§ **WRITTEN EXERCISE**:
Please present all the entries below as a numbered list, leaving out any blank lines.

§ **DATA FOR PROCESSING**:
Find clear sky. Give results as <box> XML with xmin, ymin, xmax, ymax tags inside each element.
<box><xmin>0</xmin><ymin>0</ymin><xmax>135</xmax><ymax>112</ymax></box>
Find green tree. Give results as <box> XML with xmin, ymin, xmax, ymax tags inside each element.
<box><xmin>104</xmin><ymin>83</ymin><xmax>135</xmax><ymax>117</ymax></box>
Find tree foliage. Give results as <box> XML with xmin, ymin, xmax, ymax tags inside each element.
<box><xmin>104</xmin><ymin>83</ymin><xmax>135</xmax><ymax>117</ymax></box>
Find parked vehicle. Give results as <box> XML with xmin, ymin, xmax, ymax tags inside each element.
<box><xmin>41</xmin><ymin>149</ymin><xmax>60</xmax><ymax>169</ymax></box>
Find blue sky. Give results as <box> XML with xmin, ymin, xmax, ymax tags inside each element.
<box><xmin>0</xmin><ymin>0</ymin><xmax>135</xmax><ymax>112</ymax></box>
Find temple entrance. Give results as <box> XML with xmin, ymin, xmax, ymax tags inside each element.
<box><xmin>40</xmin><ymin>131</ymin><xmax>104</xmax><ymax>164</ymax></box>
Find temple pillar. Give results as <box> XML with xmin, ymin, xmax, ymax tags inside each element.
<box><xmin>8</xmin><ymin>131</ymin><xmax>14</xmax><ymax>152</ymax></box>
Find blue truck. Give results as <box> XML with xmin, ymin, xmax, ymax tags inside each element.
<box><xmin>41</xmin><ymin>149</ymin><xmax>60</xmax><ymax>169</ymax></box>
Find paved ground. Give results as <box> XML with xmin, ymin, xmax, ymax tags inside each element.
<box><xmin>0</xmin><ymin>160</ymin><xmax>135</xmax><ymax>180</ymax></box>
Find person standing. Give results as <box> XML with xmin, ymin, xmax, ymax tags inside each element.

§ **ANSWER FOR THE TASK**:
1. Find clear sky. Give results as <box> XML with xmin, ymin, xmax, ymax tags inside each element.
2. <box><xmin>0</xmin><ymin>0</ymin><xmax>135</xmax><ymax>112</ymax></box>
3. Find green tree. Give results as <box> XML with xmin, ymin, xmax, ymax tags inside each element.
4. <box><xmin>104</xmin><ymin>83</ymin><xmax>135</xmax><ymax>117</ymax></box>
5. Find tree foliage. Give results as <box> XML with xmin, ymin, xmax, ymax tags inside each element.
6. <box><xmin>104</xmin><ymin>83</ymin><xmax>135</xmax><ymax>117</ymax></box>
7. Find parked vehicle. Give results as <box> XML with xmin, ymin, xmax, ymax tags inside each element.
8. <box><xmin>41</xmin><ymin>149</ymin><xmax>60</xmax><ymax>169</ymax></box>
9. Find blue sky. Give results as <box> XML with xmin, ymin, xmax, ymax tags inside each element.
10. <box><xmin>0</xmin><ymin>0</ymin><xmax>135</xmax><ymax>112</ymax></box>
11. Find temple entrance. Give results as <box> XML with xmin, ymin, xmax, ymax tags inside each element.
12. <box><xmin>40</xmin><ymin>131</ymin><xmax>104</xmax><ymax>164</ymax></box>
13. Find temple pillar. Give results as <box> XML with xmin, ymin, xmax, ymax tags inside each element.
14. <box><xmin>8</xmin><ymin>131</ymin><xmax>14</xmax><ymax>152</ymax></box>
15. Find blue truck. Give results as <box> XML with xmin, ymin, xmax, ymax tags inside each element.
16. <box><xmin>41</xmin><ymin>149</ymin><xmax>60</xmax><ymax>169</ymax></box>
17. Find paved ground. Give results as <box> XML with xmin, ymin, xmax, ymax tags inside each element.
18. <box><xmin>0</xmin><ymin>160</ymin><xmax>135</xmax><ymax>180</ymax></box>
19. Find person standing. Give results as <box> XML with xmin, ymin, xmax, ymax tags inside each element.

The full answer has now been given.